+++ Available records +++

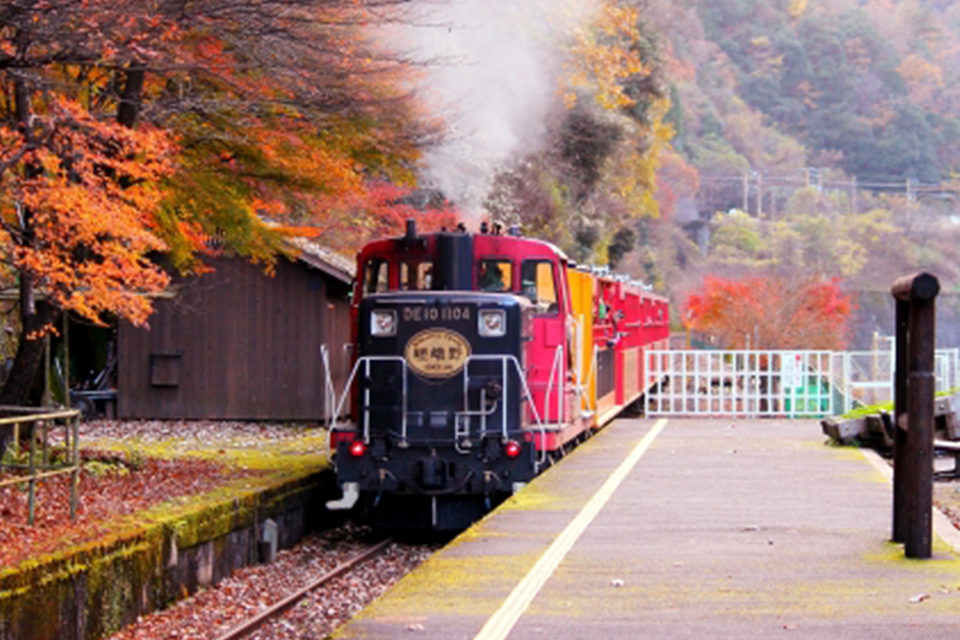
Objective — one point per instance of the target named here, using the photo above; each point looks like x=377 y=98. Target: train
x=479 y=359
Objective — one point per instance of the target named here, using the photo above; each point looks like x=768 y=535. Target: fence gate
x=751 y=383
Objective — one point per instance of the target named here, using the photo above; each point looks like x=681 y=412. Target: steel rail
x=250 y=624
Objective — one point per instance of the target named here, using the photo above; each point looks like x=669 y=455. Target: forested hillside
x=824 y=138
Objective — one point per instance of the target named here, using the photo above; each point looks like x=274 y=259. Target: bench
x=952 y=447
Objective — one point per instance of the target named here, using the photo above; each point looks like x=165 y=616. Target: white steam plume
x=492 y=74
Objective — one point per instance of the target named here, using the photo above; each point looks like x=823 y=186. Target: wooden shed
x=239 y=344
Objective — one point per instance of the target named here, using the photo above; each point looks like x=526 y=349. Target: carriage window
x=494 y=275
x=415 y=276
x=375 y=276
x=538 y=284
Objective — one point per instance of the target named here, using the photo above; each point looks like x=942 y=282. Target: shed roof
x=325 y=259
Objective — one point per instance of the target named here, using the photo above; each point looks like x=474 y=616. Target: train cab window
x=536 y=280
x=494 y=275
x=375 y=276
x=416 y=276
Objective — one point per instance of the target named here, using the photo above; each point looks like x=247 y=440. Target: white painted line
x=503 y=621
x=941 y=524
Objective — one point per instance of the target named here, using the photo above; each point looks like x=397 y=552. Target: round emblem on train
x=437 y=353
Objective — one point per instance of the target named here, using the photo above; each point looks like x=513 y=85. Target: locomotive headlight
x=492 y=323
x=383 y=323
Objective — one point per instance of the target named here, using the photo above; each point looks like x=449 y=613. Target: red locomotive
x=478 y=360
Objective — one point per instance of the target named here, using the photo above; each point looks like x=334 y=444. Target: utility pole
x=746 y=190
x=759 y=194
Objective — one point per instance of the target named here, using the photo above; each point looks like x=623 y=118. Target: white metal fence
x=800 y=384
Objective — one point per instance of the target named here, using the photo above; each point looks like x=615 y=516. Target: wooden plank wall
x=236 y=344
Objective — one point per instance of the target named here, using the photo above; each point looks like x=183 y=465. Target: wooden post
x=913 y=457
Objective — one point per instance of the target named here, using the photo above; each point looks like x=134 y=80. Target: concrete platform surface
x=720 y=529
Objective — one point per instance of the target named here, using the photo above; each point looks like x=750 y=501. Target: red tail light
x=357 y=448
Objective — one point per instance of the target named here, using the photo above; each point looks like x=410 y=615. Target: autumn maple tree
x=130 y=127
x=766 y=312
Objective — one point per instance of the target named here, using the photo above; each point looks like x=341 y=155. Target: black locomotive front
x=440 y=407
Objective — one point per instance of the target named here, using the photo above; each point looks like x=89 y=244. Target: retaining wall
x=95 y=589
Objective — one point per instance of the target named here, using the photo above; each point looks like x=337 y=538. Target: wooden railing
x=38 y=466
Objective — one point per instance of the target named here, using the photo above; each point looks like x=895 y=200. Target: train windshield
x=375 y=277
x=416 y=275
x=494 y=275
x=537 y=284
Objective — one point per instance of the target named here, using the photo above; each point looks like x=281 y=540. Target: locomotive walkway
x=709 y=529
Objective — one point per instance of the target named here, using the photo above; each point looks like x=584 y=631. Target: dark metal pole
x=900 y=465
x=915 y=504
x=920 y=399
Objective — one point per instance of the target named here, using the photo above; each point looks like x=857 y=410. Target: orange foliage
x=770 y=313
x=603 y=56
x=82 y=225
x=380 y=210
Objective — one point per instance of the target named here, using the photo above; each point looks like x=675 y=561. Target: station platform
x=684 y=529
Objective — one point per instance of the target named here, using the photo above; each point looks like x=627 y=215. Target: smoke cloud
x=491 y=71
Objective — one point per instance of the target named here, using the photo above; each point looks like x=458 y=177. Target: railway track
x=255 y=622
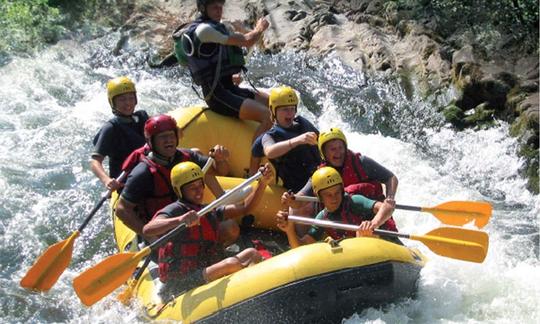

+++

→ **Exercise brief**
Gather every line of the data above that contains the word "train".

→ **Task answer**
Objective — one point per instance of the target named here, using the photo above; each point looks like x=377 y=98. Target: train
Objective — one point per instance of the target named here, using the photo above; each point looks like x=474 y=616. Target: train cab window
Objective — one point per instance of the target named here, using the photo above; each point looks like x=397 y=552. Target: round emblem on train
Objective — one point per instance of the target named here, using the photo above; each point looks like x=895 y=200. Target: train windshield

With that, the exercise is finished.